(Given data):
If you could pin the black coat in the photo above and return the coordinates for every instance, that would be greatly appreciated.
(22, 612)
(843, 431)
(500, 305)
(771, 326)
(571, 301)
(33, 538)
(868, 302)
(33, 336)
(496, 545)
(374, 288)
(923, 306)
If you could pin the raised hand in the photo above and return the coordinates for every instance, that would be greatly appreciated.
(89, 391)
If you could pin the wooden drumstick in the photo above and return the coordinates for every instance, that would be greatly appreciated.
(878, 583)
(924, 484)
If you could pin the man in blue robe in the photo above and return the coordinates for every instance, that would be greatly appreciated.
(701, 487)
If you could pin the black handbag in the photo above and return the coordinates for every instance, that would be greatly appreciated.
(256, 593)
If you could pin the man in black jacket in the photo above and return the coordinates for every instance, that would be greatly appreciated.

(What you should do): All entries are to be output exactly as they stand.

(Task solution):
If you could pin the black coat in the photo above and return the coordinates for every instance, that would be greatly appreciated.
(22, 612)
(843, 431)
(500, 305)
(771, 326)
(571, 301)
(33, 538)
(868, 302)
(33, 336)
(496, 545)
(374, 288)
(923, 306)
If you could pin the raised hand in the photo above and return the coordinates for every instance, that would be greatly appreciated.
(89, 391)
If you could pin the wooden drumstick in the photo above and return the coordinates for every instance, that would be greatly appreciated.
(878, 583)
(924, 484)
If you could pin the man in blue robe in the photo above and return the coordinates for every instance, that would be greatly appreciated.
(701, 487)
If you could pin the black handbag in the photo above and return the coordinates for every instance, that would be greatly appreciated.
(256, 593)
If you could pin the man in black jacket in the photo above and return the coordinates for every instance, that would be greatly appreciated.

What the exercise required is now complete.